[Source records]
____

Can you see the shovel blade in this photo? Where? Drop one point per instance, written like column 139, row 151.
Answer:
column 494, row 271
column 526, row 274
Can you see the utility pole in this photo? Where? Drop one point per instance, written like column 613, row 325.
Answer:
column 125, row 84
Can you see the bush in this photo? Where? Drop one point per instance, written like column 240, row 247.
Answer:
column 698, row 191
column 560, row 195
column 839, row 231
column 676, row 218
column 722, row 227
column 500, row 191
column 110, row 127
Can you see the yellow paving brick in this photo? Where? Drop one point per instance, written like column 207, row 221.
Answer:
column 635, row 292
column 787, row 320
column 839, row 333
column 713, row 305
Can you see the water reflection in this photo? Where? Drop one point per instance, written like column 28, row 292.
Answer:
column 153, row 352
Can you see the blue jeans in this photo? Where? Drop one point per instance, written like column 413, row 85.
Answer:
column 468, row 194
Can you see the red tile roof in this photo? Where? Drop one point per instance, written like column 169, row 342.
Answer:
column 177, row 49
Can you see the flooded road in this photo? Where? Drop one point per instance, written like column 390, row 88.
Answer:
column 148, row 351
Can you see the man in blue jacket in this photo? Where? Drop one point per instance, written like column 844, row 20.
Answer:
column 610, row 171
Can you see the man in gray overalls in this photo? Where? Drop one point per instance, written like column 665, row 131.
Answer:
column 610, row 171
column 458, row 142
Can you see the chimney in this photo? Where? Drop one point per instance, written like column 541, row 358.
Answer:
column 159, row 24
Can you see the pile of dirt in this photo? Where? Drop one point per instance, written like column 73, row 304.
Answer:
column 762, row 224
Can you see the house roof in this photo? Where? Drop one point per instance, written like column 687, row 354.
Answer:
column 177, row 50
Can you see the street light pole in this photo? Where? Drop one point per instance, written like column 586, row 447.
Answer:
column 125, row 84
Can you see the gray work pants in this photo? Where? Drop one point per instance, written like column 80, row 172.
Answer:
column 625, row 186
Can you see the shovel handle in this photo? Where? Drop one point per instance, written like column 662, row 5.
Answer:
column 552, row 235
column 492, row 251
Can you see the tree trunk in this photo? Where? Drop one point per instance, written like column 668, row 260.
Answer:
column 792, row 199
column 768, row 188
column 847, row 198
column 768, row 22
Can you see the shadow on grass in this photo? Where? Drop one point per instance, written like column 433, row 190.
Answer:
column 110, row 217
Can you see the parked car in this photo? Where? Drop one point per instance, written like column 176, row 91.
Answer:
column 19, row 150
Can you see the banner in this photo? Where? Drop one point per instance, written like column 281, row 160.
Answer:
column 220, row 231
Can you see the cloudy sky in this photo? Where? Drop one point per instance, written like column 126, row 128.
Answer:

____

The full data must appear again, retyped in every detail.

Can you see the shovel blade in this photo? Where? Drop one point per instance, written like column 139, row 151.
Answer:
column 494, row 271
column 526, row 274
Can you see the utility pole in this photo? Where? Drop one point per instance, written like column 613, row 325.
Answer:
column 125, row 84
Can you see the bush in this photo? Where? Drop one point per instance, written like column 240, row 247.
Answer:
column 698, row 191
column 560, row 195
column 839, row 231
column 676, row 218
column 722, row 227
column 500, row 191
column 110, row 127
Can you see the yellow paving brick in this photo? Where? Drop one point per instance, written like column 207, row 221.
Answer:
column 635, row 292
column 787, row 320
column 839, row 333
column 713, row 305
Can you see the water reflection in this photo? Where? Drop one point per instance, written like column 28, row 292.
Answer:
column 153, row 352
Can you see the blue jeans in this photo? Where? Drop one point per instance, written like column 413, row 85.
Answer:
column 468, row 194
Can you see the red tile roof in this photo? Where? Drop one point per instance, written like column 169, row 342.
Answer:
column 177, row 49
Can you see the flooded road in this photo? Where? Drop one point per instance, written like column 390, row 88.
Answer:
column 148, row 351
Can you see the man in blue jacket in this photo? Where? Drop one point per instance, written like column 844, row 20.
Answer:
column 610, row 171
Can you see the man in gray overalls in this photo? Where? Drop one point per instance, written like column 665, row 131.
Answer:
column 610, row 171
column 458, row 142
Can you see the chimney in this photo? Where? Drop one point per instance, written like column 541, row 358.
Answer:
column 159, row 24
Can you see the pile of dirt in this photo? Where? Drop one point per instance, written like column 73, row 304.
Answer:
column 762, row 224
Can you see the house roof in this photo? Where? Drop one point per instance, written like column 687, row 354.
Answer:
column 177, row 50
Can you see the street light pole in this photo? Where? Drop one point per instance, written like column 586, row 447.
Answer:
column 125, row 84
Can you see the gray work pants in this photo? Where? Drop one point per instance, written like column 80, row 172.
Answer:
column 625, row 186
Can you see the shovel handle in this photo? Where? Drop one point per instance, written like column 662, row 5.
Answer:
column 552, row 235
column 492, row 251
Can you see the tree trunk in this photo? Where? Drop one point per instance, written like column 668, row 260.
Answer:
column 792, row 199
column 768, row 188
column 847, row 198
column 768, row 22
Can you see the shadow on grass in this photo? Where? Drop one point per instance, written like column 433, row 190.
Answer:
column 110, row 217
Can you see the parked car in this photo? Where? Drop one point per instance, written like column 176, row 91.
Answer:
column 19, row 150
Can you see the banner in this photo? Where? Drop one point per instance, written like column 281, row 160.
Answer:
column 220, row 231
Can you see the cloudy sky in this photo? Where? Drop one point per instance, written like column 126, row 128.
Answer:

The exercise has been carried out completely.